# Task set
[A] Reproduce everything in the Monte Carlo tree search code from "# Execute the" down to "from the job.", swapping in "runs" wherever "repeats" appears.
[B] In the Monte Carlo tree search code, what gates does the Node class list as one-qubit gates?

# Given passage
□ □ □ □ □

Next we want to define Node(), Edge() and the MonteCarlo Tree Search, MCTS(). Node can calculate the reward, calc_reward, and if it has never been previously expanded, expand the children, calc_children.

In [7]:
class Node():
    def __init__(self,circuit,parent=None,previous_edge = None, value=0,children = []):
        '''
        circuit: class QuantumCircuit
        parent: class Node
        children: list of Nodes
        '''
        if type(circuit) != QuantumCircuit:
            raise Exception('Not a circuit!')

        #super().__init__()
        self.value = value
        #self.probabilities = probabilities
        self.children = children #Tuple (edge, circuit)
        self.parent = parent
        self.circuit = circuit
        self.one_qubit_gates = ['H','X','Z','M']
        self.two_qubit_gates = ['CX','CZ']
        self.gates = self.one_qubit_gates +  self.two_qubit_gates
        self.measured = self.measured_qubits(self.circuit) #calculates self.measured
        self.reward = None
        self.previous_edge = previous_edge
        
    
    def calc_reward(self):  
        '''
        Calculates the reward of a circuit simulating it once
        '''
        measured = self.measured_qubits(self.circuit) #Figure out which qubits have been measured
        circ = deepcopy(self.circuit) #To run an experiment we use a copy

        # Use Aer's qasm_simulator
        backend_sim = Aer.get_backend('qasm_simulator')

        # Execute the circuit on the qasm simulator.
        # We've set the number of repeats of the circuit
        # to be 1024, which is the default.
        job_sim = execute(circ, backend_sim, shots=1024)

        # Grab the results from the job.
        result_sim = job_sim.result()

        counts = result_sim.get_counts(circ) 

        self.counts = counts #----
        #print('counts: ',counts)
        reward = 0
        
        
        for key in counts.keys():
            counter = circ.n_qubits - 1 # Due to the structure of the representation of qubits, we start by the biggest and go to the lowest
            key_reward = 0
            for digit in str(key):
                if counter in self.measured: 
                    key_reward += 2*int(digit)-1
                counter -= 1
            reward += key_reward * counts[key]

        
        if reward == 0:
            reward = 2*(float(np.random.rand(1))-0.5)
            reward *= .001

        self.reward = reward

        del circ

    def calc_children(self):
        '''
        Expands one layer of the MCTS
        '''
        
        self.children = []
        number_of_qubits = self.circuit.n_qubits
        
        for gate in self.one_qubit_gates:
            
            for qubit1 in range(number_of_qubits):

                if qubit1 not in self.measured:

                    new_circuit = deepcopy(self.circuit) #'''Need to clone it'''
                    
                    if gate is 'H':
                        new_circuit.h(qubit1)
                    elif gate is 'M':
                        new_circuit.measure(qubit1,qubit1) 
                    elif gate is 'X':
                        new_circuit.x(qubit1)
                    elif gate is 'Z':
                        new_circuit.z(qubit1)
                    
                    qubit2 = -1


    
                    new_node = Node(new_circuit, parent = self)
                    new_edge = Edge(self,(gate,qubit1,qubit2),new_node,P=1,N=0) # Important to call the NN to calculate P!!!

□ □ □ □ □

# Recorded data
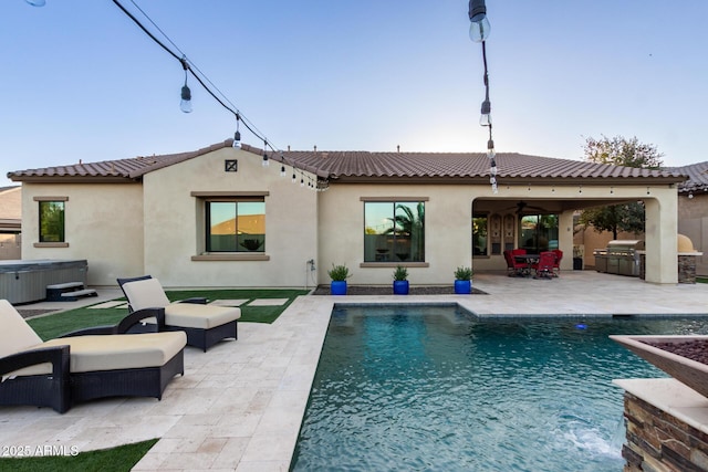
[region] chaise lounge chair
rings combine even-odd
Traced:
[[[165,329],[184,331],[187,344],[207,349],[221,339],[238,338],[241,310],[230,306],[207,305],[205,298],[170,302],[159,281],[150,275],[118,279],[118,285],[128,301],[128,310],[165,308]]]
[[[51,407],[103,397],[162,399],[184,375],[184,333],[122,334],[144,317],[164,323],[162,310],[133,313],[115,326],[70,333],[48,342],[7,300],[0,300],[0,405]]]

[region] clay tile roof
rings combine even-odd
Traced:
[[[667,170],[688,176],[688,180],[678,185],[679,193],[708,191],[708,161],[684,167],[668,167]]]
[[[331,178],[371,177],[489,177],[489,159],[482,153],[367,153],[367,151],[289,151],[285,162],[317,169]],[[497,154],[498,178],[513,179],[633,179],[658,178],[678,182],[684,177],[652,170],[555,159],[516,153]],[[319,174],[320,174],[319,172]]]
[[[159,156],[138,156],[131,159],[103,160],[100,162],[79,162],[67,166],[40,169],[15,170],[8,172],[13,181],[133,181],[153,170],[191,159],[221,147],[231,146],[231,141],[219,143],[190,153],[166,154]]]
[[[204,154],[230,147],[227,139],[190,153],[135,157],[132,159],[75,164],[8,172],[14,181],[134,181],[150,171],[181,162]],[[243,145],[242,149],[262,155],[262,149]],[[482,153],[372,153],[372,151],[284,151],[269,153],[273,160],[315,174],[322,178],[346,180],[372,179],[489,179],[489,159]],[[281,158],[282,156],[282,158]],[[564,180],[581,178],[584,182],[618,182],[627,179],[649,179],[675,183],[685,180],[680,171],[650,170],[595,164],[582,160],[555,159],[517,153],[497,154],[498,179]],[[680,169],[679,169],[680,170]],[[628,182],[627,182],[628,183]]]

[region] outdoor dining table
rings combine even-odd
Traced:
[[[539,262],[539,254],[514,254],[513,259],[518,261],[524,261],[527,263],[527,270],[524,271],[524,275],[531,275],[531,270],[533,269],[533,264]]]

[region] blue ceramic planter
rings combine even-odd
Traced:
[[[472,293],[472,281],[455,281],[455,293],[458,295]]]
[[[394,281],[394,295],[408,295],[408,281]]]
[[[330,293],[332,295],[346,295],[346,281],[332,281]]]

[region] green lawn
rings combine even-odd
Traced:
[[[42,451],[28,451],[38,454],[30,458],[2,458],[0,472],[128,472],[157,442],[157,439],[118,445],[98,451],[79,452],[76,455],[46,455]],[[71,451],[66,451],[71,453]]]
[[[167,291],[170,301],[191,297],[206,297],[212,300],[246,300],[241,305],[241,323],[273,323],[278,316],[300,295],[306,295],[305,290],[184,290]],[[277,306],[248,306],[256,298],[288,298],[283,305]],[[125,300],[125,298],[116,298]],[[127,315],[127,308],[75,308],[48,316],[28,319],[28,323],[44,340],[52,339],[62,334],[90,327],[116,324]]]

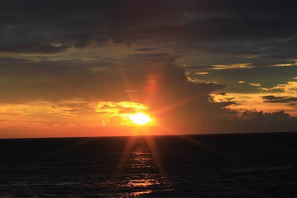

□ □ □ □ □

# Results of the tasks
[A]
# Execute the circuit on the qasm simulator.
        # We've set the number of runs of the circuit
        # to be 1024, which is the default.
        job_sim = execute(circ, backend_sim, shots=1024)

        # Grab the results from the job.

[B] 'H', 'X', 'Z' and 'M'.